EXCERPTED TEXT ::

The following document requests, questions and statements use “Gilead” to refer to Gilead Sciences, Inc., its board of directors, any subsidiaries and contracted third parties; “Pharmasset” is used to refer to Pharmasset, Inc., its board of directors, any subsidiaries and contracted third parties; “Morgan Stanley” refers to Morgan Stanley & Co., LLC, and all its subsidiaries. “Barclays” refers to Barclays Bank PLC, and all its subsidiaries, including but not limited to Barclays Capital. “Bank of America Merrill Lynch” refers to Bank of America Corporation, and all its subsidiaries, including, but not limited to Merrill Lynch. Any reference to “Sovaldi”, “PSI-7977” or “GS-7977” refers to sofosbuvir, a drug used in the treatment of hepatitis C virus, and any other names or codenames used to refer to said drug, its predecessor, and related formulas, compounds, research or development projects. “Supporting documents” refers to, but is not limited to, emails, faxes, notes, minutes, memoranda, reports, forecasts, transcripts, charts, spreadsheets and government forms.

Please answer the following questions and provide the following documents:

1.    Please provide copies of all presentations, financial analyses, and supporting documents given to Pharmasset and/or to Gilead from 2010 to present from Morgan Stanley in its role as Pharmasset’s financial advisor.

2.    Please provide a copy of the fairness opinion prepared by Morgan Stanley in conjunction with Gilead’s final offering price, and all supporting documents related to or referencing the fairness opinion, including but not limited to assumptions about the pricing and market for PSI-7977.

3.    Please provide copies of the three prospective commercialization forecasts prepared by Pharmasset’s management “in and prior to September 2011” and all supporting documents.

4.    Please provide copies of Pharmasset’s revised forecasts (prepared before the American Association for the Study of Liver Diseases conference in November 2011) and all supporting documents, including but not limited to assumptions about the pricing and market for PSI-7977.

5.    Please provide copies of all communications between Pharmasset’s board and its senior management regarding PSI-7977 and all supporting documents, including assumptions about the pricing and market for the drug.

6.    In its final annual financial filing with the Securities and Exchange Commission (SEC), Pharmasset reported that its research and development costs totaled $176.7 million for the fiscal years ending 2009, 2010 and 2011, the period during which PSI-7977 was being developed. Of that total, Pharmasset attributed $62.4 million directly to the development of PSI-7977.
       a.    Please provide an itemized accounting of Pharmasset’s total research and development costs prior to the completion of the merger with Gilead on January 17, 2012.

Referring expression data
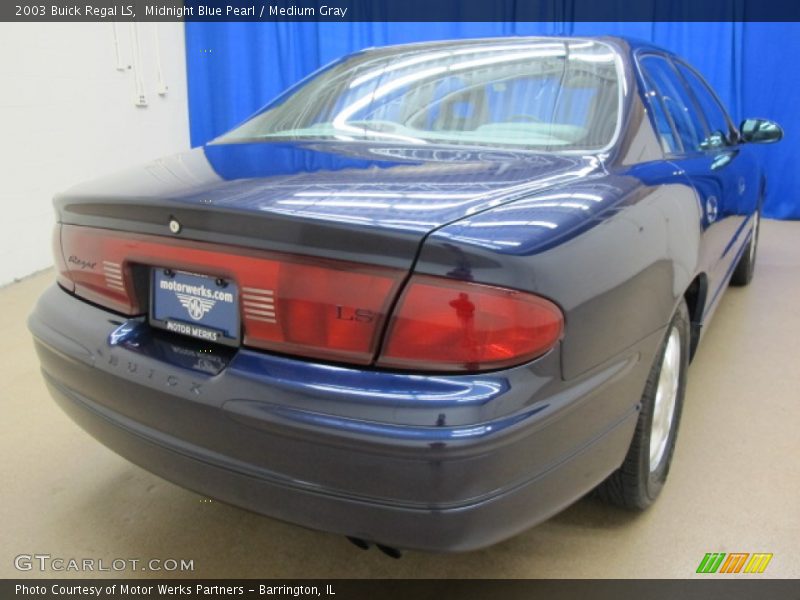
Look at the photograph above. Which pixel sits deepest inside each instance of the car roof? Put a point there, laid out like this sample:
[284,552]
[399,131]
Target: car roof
[623,44]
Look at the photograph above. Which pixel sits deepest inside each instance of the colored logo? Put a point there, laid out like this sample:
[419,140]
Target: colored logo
[735,562]
[196,307]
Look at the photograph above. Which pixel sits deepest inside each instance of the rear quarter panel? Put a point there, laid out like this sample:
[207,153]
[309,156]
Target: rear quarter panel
[616,253]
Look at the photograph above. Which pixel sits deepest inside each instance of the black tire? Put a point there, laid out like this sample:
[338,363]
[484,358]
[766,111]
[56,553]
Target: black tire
[743,273]
[637,483]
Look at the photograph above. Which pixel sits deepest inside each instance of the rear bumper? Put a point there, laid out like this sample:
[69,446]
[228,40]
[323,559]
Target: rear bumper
[424,462]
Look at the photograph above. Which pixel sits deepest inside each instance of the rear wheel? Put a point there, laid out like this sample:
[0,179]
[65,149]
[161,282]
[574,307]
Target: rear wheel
[637,483]
[747,263]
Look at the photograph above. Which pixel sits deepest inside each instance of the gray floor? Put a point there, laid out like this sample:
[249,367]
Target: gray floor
[734,486]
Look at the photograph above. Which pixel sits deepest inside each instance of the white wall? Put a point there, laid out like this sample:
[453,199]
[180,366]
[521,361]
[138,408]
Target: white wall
[68,114]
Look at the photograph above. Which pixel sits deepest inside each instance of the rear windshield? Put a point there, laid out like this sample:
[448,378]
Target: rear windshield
[546,95]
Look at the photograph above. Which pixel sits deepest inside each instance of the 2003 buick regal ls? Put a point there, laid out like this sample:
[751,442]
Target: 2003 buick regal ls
[427,298]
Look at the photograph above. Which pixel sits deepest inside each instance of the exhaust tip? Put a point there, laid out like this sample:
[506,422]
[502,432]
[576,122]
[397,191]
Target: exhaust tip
[358,542]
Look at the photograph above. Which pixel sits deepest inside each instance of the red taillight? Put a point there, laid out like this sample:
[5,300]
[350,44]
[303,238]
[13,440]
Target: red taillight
[321,308]
[310,307]
[446,325]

EXERCISES ::
#1 In the Gilead–Pharmasset document request, how much of Pharmasset's research and development spending was attributed directly to developing PSI-7977?
#2 Carry on the Gilead–Pharmasset document request, starting after its last sentence.

ANSWERS TO THE PROBLEMS ::
#1 $62.4 million

#2
       b.    Please provide an itemized accounting of Pharmasset’s research and development costs directly attributable to the development of PSI-7977 prior to the completion of the merger with Gilead on January 17, 2012.

7.    Gilead retained Barclays and Bank of America Merrill Lynch as its financial advisors for the acquisition of Pharmasset.
       a.    Please provide copies of all communication between Barclays and Gilead relating to the valuation and acquisition of Pharmaset, including assumptions, projections, analyses, recommendations, and any related   supporting documents about the pricing and market for PSI-7977.
       b.    Please provide copies of all communication between Bank of America Merrill Lynch and Gilead, relating to the valuation and acquisition of Pharmasett, including assumptions, projections, analyses, recommendations, and any related supporting documents about the pricing and market for PSI-7977.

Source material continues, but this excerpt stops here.